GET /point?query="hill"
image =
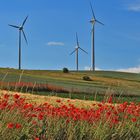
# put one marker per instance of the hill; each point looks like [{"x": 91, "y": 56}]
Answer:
[{"x": 101, "y": 81}]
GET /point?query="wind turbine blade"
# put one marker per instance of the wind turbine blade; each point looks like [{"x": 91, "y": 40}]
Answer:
[
  {"x": 13, "y": 26},
  {"x": 77, "y": 39},
  {"x": 99, "y": 22},
  {"x": 73, "y": 52},
  {"x": 92, "y": 10},
  {"x": 83, "y": 50},
  {"x": 24, "y": 36},
  {"x": 24, "y": 21}
]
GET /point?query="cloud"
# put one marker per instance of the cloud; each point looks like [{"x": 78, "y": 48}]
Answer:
[
  {"x": 53, "y": 43},
  {"x": 89, "y": 68},
  {"x": 131, "y": 70},
  {"x": 134, "y": 7}
]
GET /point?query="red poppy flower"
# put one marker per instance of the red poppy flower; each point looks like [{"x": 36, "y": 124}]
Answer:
[{"x": 10, "y": 125}]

#### AIM OF THE TASK:
Could you please write out exactly the lines from the start of the entries above through the line that holds "# put one marker per instance of the cloud;", both included, with no pictures?

#### WORKED SOLUTION:
GET /point?query="hill"
image =
# put one marker per instance of the hill; each point looks like [{"x": 91, "y": 56}]
Answer:
[{"x": 101, "y": 81}]
GET /point?query="wind turbine blade"
# put one marker per instance of the wind turbine blade; each point looks like [{"x": 91, "y": 40}]
Answer:
[
  {"x": 13, "y": 26},
  {"x": 77, "y": 39},
  {"x": 99, "y": 22},
  {"x": 73, "y": 52},
  {"x": 92, "y": 10},
  {"x": 83, "y": 50},
  {"x": 24, "y": 36},
  {"x": 24, "y": 21}
]
GET /point?query="cloud"
# put one marker per instance of the cloud; each point looks like [{"x": 78, "y": 48}]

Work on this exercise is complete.